• [What needs to be done]:
Answer these questions from the article about Cherry Protheroe:
1. At what age did Cherry develop psoriatic arthropathy?
2. What post did she retire from four years ago?
3. Which gym equipment did she start using on her GP's advice?

By Jane Elliott
Health reporter, BBC News
As a former PE teacher, sport was Cherry Protheroe's life.
Cherry is enjoying exercise again
If she was not teaching it, she was taking part, training every spare minute and very fit and active.
But a bout of psoriasis as a teenager led her to develop psoriatic arthropathy at the age of 28 - this causes pain and swelling in joints and tissue, accompanied by associated stiffness, particularly in the morning.
Doctors told Cherry, now 60 from North Bedfordshire, that she had to give up sport or face life in a wheelchair.
So for nearly 30 years Cherry, who later also developed severe osteoarthritis, did no sport.
Her health deteriorated and four years ago she was forced to take early retirement from her post as deputy head of a large comprehensive school.
Then her doctor wrote her a very special prescription - for exercise.
On her GP's advice she joined a local gym and started using the treadmill, cross trainer, rower and bikes.

Recorded data
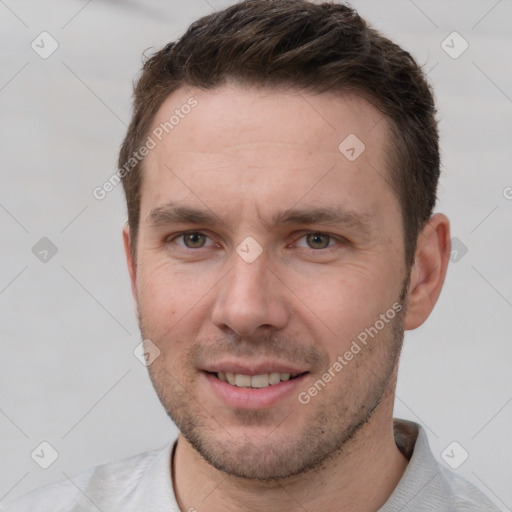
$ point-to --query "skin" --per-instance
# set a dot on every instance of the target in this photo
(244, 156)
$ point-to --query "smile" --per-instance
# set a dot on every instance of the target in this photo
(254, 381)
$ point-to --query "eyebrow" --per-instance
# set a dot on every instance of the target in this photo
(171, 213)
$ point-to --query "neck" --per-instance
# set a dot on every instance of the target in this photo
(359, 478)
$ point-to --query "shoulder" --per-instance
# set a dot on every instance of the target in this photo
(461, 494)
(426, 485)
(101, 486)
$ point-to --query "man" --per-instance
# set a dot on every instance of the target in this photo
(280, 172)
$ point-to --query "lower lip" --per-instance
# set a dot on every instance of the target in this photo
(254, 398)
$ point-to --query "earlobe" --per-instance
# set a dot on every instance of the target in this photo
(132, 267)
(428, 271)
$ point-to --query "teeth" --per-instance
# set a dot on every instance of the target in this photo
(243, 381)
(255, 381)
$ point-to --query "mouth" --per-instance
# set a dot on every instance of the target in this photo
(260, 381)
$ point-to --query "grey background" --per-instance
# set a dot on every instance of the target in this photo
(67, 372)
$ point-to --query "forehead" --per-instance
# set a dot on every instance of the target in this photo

• [Result for this task]:
1. At 28.
2. Deputy head of a large comprehensive school.
3. The treadmill, cross trainer, rower and bikes.